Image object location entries

↓

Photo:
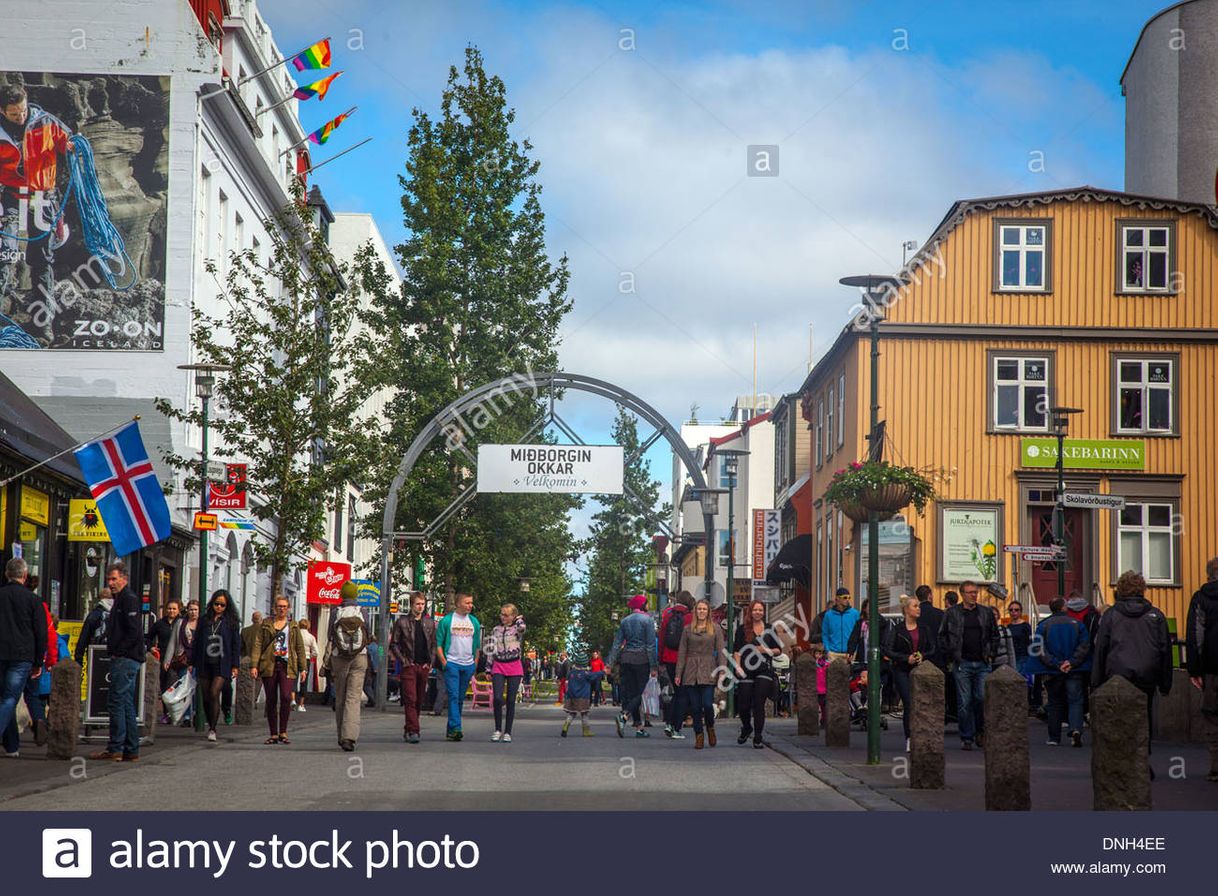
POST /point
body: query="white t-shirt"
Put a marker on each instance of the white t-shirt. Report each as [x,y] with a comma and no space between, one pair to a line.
[461,642]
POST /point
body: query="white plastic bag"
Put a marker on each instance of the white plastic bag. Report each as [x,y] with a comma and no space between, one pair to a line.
[178,696]
[652,698]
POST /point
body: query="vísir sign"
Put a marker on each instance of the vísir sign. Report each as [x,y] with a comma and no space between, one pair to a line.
[549,469]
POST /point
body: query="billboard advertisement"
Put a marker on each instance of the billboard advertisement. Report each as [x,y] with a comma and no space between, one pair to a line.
[84,173]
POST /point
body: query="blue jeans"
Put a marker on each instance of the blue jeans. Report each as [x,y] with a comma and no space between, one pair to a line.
[970,677]
[12,684]
[456,681]
[124,731]
[1065,701]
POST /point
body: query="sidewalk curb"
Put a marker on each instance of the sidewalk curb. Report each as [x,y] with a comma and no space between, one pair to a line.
[850,788]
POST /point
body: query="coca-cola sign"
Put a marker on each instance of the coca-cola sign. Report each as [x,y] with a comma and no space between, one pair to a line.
[325,582]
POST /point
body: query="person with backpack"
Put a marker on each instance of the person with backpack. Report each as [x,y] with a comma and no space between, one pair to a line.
[1133,642]
[672,623]
[458,640]
[346,664]
[277,658]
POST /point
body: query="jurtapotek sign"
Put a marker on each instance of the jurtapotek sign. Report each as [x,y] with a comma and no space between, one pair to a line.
[551,469]
[1085,453]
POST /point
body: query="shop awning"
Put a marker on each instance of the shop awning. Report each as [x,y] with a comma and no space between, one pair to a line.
[793,563]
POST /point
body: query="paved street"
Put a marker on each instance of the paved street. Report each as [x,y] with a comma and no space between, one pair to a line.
[538,771]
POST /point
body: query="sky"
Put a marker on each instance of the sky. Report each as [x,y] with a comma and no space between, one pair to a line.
[641,116]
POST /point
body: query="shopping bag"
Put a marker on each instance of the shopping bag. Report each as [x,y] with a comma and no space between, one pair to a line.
[652,698]
[177,698]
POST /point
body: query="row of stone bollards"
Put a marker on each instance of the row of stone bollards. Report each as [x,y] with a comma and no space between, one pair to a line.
[63,710]
[1119,751]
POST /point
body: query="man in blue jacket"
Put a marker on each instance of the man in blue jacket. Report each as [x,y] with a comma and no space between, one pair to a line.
[1061,650]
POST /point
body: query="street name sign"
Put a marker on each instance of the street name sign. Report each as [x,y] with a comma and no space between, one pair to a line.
[549,469]
[1083,499]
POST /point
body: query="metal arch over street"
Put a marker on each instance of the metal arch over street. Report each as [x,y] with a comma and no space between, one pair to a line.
[452,416]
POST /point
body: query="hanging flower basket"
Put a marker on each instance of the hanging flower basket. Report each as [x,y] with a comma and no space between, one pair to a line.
[878,486]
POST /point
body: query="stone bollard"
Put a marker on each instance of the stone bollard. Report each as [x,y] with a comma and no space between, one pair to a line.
[837,704]
[63,710]
[927,762]
[151,711]
[245,695]
[1007,765]
[1121,749]
[805,690]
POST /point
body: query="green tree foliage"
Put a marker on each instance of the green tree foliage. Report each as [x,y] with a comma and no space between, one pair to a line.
[286,406]
[479,300]
[620,544]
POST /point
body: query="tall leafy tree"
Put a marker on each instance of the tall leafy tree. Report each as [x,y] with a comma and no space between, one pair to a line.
[620,546]
[286,406]
[479,300]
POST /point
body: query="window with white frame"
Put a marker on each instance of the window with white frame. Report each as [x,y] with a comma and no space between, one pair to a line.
[828,421]
[820,434]
[1144,395]
[1022,257]
[1020,391]
[1146,541]
[1145,258]
[842,409]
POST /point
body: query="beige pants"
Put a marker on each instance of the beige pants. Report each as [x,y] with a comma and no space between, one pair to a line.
[348,694]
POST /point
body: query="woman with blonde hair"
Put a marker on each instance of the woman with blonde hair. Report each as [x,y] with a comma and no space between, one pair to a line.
[702,644]
[503,650]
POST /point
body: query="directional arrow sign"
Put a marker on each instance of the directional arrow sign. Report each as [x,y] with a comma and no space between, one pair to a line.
[1082,499]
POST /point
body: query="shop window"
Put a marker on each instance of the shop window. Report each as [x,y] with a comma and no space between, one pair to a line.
[1020,392]
[1021,256]
[1145,396]
[1146,541]
[1146,251]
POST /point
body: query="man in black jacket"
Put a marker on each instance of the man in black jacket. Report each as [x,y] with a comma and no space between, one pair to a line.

↑

▸ YOUR GOAL
Identify every line in the items above that contains the word "frame", matching case exactly, and copy each such line in full.

▸ FULL OUTPUT
body: query="window with white frame"
Put a marker on each instance of the window with white frame. Report each as [x,y] with a comma and no space between, one pair to a line.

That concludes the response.